**ACTIVITY:** Please reproduce every one of the records below line for line, with no changes.

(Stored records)
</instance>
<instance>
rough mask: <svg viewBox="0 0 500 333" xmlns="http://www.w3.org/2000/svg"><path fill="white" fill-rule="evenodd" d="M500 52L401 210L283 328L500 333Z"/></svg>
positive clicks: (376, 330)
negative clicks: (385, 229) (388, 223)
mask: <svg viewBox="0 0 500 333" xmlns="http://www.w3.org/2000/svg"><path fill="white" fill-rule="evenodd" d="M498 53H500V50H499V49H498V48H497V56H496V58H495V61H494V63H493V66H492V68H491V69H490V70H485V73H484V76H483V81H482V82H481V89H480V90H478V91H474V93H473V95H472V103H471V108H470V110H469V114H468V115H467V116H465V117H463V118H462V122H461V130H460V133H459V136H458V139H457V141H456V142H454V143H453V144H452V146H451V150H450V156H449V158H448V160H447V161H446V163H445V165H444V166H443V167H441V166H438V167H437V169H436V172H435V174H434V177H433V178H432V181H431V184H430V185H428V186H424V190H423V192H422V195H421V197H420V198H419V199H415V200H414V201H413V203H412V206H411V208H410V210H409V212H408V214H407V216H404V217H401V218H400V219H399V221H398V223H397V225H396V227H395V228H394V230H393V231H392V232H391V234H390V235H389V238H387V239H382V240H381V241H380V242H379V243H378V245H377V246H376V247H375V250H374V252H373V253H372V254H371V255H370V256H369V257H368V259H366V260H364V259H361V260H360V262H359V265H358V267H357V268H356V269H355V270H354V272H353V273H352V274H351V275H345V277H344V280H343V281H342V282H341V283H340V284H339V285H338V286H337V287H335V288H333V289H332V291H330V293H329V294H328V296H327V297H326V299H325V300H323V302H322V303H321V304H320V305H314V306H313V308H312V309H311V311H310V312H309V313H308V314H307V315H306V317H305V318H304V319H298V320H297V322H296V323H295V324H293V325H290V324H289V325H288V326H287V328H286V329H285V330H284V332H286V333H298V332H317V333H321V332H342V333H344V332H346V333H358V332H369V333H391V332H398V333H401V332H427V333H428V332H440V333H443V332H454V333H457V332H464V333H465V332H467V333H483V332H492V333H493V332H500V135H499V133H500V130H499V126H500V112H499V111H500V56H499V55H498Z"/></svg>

**RESULT OF THE EXERCISE:**
</instance>
<instance>
rough mask: <svg viewBox="0 0 500 333" xmlns="http://www.w3.org/2000/svg"><path fill="white" fill-rule="evenodd" d="M500 52L401 210L283 328L500 333Z"/></svg>
positive clicks: (376, 330)
negative clicks: (385, 229) (388, 223)
mask: <svg viewBox="0 0 500 333" xmlns="http://www.w3.org/2000/svg"><path fill="white" fill-rule="evenodd" d="M498 53H500V50H499V49H498V48H497V56H496V58H495V61H494V63H493V66H492V68H491V69H490V70H485V73H484V76H483V81H482V82H481V89H480V90H478V91H474V93H473V95H472V103H471V108H470V110H469V114H468V115H467V116H465V117H463V118H462V122H461V130H460V133H459V136H458V139H457V141H456V142H454V143H453V144H452V146H451V150H450V156H449V158H448V160H447V161H446V163H445V165H444V166H443V167H441V166H438V167H437V169H436V172H435V174H434V177H433V178H432V181H431V184H430V185H428V186H424V190H423V192H422V195H421V197H420V198H419V199H415V200H414V201H413V203H412V206H411V208H410V210H409V212H408V214H407V216H404V217H401V218H400V219H399V221H398V223H397V225H396V227H395V228H394V230H393V231H392V232H391V234H390V235H389V238H387V239H382V240H381V241H380V242H379V243H378V245H377V246H376V247H375V250H374V252H373V253H372V254H371V255H370V256H369V257H368V259H366V260H364V259H361V260H360V262H359V265H358V267H357V268H356V269H355V270H354V272H353V273H352V274H351V275H345V277H344V280H343V281H342V282H341V283H340V284H339V285H338V286H337V287H335V288H333V289H332V291H330V293H329V294H328V296H327V297H326V299H325V300H323V302H322V303H321V304H320V305H314V306H313V308H312V309H311V311H310V312H309V313H308V314H307V315H306V317H305V318H304V319H298V320H297V322H296V323H295V324H293V325H290V324H289V325H288V326H287V328H286V329H285V330H284V332H286V333H298V332H317V333H321V332H342V333H344V332H346V333H358V332H369V333H391V332H398V333H401V332H427V333H428V332H440V333H443V332H454V333H457V332H464V333H465V332H467V333H483V332H492V333H493V332H500V135H499V133H500V130H499V126H500V112H499V111H500V56H499V55H498Z"/></svg>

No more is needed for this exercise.